══ Gegebene Daten
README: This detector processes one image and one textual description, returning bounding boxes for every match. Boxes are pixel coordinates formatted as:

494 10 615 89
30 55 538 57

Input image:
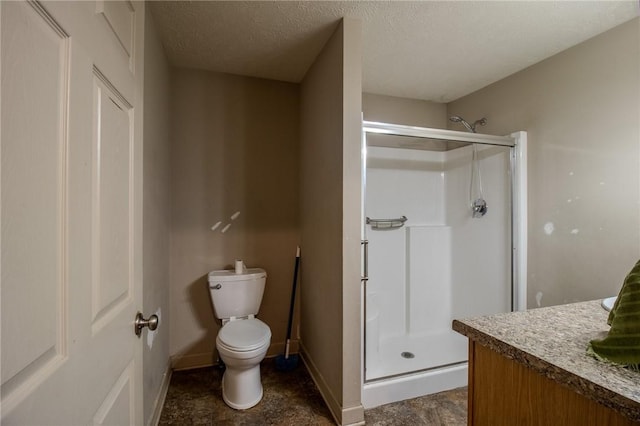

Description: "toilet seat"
════
Aufgabe:
Schreiben Sie die Auflistung oben vollständig und wortgetreu Zeile für Zeile ab. Lassen Sie das Bild dabei weg.

Antwort zur Aufgabe:
README: This detector processes one image and one textual description, returning bounding boxes for every match. Boxes are pixel coordinates formatted as:

494 10 615 89
30 55 538 57

Input image:

Description: "toilet seat"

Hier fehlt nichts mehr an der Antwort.